EXERCISE DETAILS | Return the exact lines from the one containing "Query: dented quarter panel" through the final line of the material below, with both ends kept.

RECORDS FOR THIS EXERCISE |
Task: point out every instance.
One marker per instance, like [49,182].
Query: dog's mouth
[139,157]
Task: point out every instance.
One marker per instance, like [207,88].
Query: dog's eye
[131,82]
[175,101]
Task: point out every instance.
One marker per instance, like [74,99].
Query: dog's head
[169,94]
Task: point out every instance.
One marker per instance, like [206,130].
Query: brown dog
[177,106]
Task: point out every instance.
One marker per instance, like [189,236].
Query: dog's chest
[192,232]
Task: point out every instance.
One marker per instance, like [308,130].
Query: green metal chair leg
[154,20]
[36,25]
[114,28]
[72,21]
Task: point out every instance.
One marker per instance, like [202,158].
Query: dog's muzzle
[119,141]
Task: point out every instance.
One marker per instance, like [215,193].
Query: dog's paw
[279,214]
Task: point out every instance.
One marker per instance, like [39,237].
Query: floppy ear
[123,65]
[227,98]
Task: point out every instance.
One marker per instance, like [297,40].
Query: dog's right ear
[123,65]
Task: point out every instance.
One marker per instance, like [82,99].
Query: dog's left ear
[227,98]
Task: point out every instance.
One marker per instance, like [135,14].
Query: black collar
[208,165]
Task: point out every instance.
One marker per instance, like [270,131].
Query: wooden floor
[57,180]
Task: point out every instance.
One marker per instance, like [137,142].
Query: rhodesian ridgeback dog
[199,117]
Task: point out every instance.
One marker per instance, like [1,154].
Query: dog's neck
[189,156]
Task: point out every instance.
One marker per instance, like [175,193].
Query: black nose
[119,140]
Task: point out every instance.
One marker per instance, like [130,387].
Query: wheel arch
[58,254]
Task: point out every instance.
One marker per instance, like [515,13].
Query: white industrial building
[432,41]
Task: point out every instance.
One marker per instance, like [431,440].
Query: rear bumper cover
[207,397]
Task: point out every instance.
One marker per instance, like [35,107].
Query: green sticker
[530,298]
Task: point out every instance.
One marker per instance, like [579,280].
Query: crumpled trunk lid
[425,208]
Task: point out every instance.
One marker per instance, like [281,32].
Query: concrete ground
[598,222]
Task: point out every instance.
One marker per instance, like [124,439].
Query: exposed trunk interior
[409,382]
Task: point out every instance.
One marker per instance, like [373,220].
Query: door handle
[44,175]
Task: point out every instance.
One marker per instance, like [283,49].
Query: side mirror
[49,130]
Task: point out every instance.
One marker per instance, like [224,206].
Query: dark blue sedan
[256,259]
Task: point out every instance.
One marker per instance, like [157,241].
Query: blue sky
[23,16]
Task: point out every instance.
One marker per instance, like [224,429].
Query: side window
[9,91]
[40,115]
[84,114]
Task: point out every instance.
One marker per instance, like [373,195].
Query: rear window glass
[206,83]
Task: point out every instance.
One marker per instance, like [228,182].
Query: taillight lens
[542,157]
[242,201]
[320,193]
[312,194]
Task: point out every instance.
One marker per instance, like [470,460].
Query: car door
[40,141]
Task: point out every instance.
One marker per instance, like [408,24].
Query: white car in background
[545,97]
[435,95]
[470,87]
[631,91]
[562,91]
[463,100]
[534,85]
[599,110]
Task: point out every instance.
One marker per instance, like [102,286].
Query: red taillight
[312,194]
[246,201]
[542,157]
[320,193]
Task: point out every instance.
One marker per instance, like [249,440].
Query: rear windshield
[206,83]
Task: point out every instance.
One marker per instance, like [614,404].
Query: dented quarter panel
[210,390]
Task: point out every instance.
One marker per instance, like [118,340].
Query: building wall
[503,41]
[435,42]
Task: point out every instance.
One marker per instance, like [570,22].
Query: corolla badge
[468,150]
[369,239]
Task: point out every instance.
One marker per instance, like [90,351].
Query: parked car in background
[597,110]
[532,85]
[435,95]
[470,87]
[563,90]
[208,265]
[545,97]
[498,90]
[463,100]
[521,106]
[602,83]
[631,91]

REPLY TO THE TASK |
Query: dented quarter panel
[210,390]
Task: point out every instance.
One marker per instance, like [118,340].
Query: building wall
[503,41]
[435,42]
Task: point out every instance.
One marker per instance, like [570,22].
Query: corolla badge
[468,150]
[369,239]
Task: point out every instance.
One marker per instance, like [90,351].
Query: parked car in background
[597,110]
[532,85]
[435,95]
[470,87]
[563,90]
[208,265]
[545,97]
[498,90]
[463,100]
[521,106]
[602,83]
[631,91]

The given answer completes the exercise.